[START INPUT DATA]
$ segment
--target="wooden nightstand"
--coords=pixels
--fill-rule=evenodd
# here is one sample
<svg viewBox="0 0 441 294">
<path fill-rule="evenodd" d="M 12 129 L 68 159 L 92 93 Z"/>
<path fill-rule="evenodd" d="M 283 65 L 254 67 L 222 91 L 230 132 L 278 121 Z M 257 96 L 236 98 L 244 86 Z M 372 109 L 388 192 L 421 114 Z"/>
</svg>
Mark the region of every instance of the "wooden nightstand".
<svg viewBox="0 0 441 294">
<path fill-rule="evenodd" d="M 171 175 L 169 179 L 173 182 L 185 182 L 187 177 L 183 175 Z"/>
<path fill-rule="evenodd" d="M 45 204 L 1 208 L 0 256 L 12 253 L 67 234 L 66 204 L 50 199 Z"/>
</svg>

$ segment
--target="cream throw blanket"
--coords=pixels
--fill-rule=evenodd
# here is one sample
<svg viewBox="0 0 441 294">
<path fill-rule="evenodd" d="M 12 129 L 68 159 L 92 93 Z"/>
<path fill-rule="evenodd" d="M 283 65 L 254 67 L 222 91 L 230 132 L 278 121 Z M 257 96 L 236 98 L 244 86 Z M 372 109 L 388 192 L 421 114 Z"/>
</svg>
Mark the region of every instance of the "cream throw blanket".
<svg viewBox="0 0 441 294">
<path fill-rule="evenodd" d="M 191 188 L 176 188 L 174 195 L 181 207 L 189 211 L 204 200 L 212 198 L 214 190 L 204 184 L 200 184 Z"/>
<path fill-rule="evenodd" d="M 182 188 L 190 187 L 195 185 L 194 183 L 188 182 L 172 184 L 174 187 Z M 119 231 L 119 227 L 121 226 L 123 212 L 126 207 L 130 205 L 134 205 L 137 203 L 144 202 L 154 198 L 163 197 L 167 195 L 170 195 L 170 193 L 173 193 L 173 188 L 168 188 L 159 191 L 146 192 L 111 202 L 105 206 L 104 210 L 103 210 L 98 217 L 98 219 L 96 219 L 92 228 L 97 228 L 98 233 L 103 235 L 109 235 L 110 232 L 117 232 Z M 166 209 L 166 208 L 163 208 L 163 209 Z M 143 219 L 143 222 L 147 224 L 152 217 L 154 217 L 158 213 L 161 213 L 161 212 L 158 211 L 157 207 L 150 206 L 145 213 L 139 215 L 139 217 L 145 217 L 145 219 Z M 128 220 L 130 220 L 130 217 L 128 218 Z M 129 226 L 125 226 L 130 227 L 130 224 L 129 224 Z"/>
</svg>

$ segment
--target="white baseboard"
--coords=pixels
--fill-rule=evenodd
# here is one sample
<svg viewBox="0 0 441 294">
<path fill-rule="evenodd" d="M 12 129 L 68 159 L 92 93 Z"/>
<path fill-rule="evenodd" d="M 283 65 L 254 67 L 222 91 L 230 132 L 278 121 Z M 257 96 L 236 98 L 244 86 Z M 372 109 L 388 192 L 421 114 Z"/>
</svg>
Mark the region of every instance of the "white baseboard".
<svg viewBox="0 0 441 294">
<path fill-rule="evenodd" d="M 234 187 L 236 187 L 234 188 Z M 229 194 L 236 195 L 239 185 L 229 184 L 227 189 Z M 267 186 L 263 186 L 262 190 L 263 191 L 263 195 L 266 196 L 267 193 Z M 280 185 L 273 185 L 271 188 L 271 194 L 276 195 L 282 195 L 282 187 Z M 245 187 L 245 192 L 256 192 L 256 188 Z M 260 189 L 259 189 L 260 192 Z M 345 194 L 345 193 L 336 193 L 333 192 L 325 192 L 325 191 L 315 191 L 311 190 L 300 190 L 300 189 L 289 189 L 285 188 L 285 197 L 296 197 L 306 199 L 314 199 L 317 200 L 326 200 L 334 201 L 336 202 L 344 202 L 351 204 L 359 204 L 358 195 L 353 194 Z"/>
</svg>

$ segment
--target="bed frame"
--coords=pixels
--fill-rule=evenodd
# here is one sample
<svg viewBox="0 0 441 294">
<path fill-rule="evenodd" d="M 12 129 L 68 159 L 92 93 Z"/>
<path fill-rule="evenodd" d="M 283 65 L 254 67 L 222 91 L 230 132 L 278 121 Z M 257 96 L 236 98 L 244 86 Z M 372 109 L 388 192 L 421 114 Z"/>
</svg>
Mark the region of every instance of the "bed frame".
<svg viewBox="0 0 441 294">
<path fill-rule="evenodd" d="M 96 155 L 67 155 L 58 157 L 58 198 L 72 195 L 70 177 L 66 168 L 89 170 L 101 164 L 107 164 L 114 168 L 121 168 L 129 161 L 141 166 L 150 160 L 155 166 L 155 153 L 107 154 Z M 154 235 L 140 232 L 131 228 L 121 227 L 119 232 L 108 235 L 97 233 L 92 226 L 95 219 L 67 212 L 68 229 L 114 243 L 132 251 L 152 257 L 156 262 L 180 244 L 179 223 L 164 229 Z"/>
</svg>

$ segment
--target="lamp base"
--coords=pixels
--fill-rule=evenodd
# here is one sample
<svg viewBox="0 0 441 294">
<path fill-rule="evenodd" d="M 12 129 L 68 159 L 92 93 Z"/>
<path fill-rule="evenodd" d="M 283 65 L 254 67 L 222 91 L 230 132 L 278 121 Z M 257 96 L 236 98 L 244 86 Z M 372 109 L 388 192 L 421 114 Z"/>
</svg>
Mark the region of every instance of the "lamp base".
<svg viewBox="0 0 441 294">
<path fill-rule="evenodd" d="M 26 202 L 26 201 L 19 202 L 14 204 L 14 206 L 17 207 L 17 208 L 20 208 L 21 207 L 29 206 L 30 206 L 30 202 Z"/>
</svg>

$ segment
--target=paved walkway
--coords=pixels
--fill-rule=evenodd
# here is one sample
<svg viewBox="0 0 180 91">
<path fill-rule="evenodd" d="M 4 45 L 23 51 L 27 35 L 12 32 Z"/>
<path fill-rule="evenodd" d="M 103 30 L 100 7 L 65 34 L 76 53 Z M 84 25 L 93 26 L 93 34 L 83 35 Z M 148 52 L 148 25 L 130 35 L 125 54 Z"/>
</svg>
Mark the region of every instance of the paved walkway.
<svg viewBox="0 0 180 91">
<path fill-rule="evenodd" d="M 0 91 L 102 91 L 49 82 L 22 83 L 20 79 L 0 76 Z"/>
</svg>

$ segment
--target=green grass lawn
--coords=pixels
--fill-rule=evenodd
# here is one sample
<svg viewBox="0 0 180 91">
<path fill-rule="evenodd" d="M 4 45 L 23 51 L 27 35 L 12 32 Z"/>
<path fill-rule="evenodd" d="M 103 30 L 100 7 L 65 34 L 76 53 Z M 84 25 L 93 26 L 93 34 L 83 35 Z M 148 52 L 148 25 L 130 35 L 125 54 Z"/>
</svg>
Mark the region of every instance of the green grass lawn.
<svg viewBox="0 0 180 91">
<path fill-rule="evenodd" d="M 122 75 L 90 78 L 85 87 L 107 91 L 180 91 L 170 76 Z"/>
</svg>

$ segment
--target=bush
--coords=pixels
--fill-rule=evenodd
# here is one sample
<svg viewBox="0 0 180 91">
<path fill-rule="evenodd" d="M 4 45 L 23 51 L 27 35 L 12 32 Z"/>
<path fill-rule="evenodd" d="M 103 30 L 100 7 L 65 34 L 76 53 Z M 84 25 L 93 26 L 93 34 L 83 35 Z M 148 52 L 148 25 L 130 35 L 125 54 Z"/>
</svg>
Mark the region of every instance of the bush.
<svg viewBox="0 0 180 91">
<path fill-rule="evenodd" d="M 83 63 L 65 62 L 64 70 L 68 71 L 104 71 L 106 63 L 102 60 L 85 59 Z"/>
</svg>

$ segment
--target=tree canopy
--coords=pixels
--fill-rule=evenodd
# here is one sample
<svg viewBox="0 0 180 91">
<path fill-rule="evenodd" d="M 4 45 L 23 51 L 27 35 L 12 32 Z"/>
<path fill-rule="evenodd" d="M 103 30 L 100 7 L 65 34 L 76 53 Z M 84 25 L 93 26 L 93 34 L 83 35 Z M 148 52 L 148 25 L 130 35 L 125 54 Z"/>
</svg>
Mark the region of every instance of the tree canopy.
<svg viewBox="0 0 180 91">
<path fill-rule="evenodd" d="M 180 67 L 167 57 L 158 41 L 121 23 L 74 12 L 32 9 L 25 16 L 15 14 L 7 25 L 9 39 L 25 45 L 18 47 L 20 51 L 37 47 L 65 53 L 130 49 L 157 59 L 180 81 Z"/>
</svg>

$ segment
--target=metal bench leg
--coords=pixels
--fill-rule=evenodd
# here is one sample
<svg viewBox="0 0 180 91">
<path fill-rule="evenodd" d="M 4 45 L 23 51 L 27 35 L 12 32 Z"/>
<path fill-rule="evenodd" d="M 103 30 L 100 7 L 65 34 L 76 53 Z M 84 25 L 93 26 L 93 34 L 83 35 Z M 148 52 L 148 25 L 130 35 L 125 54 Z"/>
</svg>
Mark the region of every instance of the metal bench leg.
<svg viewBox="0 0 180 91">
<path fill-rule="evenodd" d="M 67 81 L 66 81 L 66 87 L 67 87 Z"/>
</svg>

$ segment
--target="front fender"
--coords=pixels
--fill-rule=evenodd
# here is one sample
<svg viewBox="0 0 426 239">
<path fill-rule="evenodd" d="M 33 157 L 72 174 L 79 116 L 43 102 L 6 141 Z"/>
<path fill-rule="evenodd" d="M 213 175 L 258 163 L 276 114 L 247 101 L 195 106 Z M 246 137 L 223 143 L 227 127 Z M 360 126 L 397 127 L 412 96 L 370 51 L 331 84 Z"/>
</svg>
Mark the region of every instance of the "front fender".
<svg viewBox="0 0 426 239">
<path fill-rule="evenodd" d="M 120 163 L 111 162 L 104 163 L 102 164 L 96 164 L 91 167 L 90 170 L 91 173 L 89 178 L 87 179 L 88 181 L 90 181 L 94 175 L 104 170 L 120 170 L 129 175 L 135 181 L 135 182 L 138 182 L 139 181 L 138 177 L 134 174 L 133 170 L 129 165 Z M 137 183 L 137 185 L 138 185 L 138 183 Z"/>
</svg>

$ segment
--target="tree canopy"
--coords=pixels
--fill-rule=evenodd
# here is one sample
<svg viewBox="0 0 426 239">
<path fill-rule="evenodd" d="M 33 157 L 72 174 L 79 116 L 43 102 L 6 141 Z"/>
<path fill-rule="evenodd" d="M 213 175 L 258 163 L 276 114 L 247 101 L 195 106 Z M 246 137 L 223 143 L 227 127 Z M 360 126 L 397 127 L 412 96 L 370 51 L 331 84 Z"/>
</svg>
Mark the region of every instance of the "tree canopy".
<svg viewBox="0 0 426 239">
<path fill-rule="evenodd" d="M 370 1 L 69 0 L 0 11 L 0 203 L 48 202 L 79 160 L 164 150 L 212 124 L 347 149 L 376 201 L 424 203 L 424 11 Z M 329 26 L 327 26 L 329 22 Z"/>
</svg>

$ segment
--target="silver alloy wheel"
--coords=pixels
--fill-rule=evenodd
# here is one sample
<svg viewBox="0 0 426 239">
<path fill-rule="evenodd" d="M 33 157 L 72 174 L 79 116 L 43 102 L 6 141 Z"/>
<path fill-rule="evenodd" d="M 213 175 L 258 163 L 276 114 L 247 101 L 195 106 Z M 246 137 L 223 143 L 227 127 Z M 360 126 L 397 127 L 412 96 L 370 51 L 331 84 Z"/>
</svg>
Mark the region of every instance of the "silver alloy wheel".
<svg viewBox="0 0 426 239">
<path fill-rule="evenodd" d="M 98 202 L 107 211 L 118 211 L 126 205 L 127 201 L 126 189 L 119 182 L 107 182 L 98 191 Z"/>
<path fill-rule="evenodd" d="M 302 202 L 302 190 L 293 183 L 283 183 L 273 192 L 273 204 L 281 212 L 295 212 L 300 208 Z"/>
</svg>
[END INPUT DATA]
» **REQUIRED WORK**: Which lines of the listing contain the word "white"? Pull out every one of them.

» **FINAL RESULT**:
--target="white baseboard"
Mark the region of every instance of the "white baseboard".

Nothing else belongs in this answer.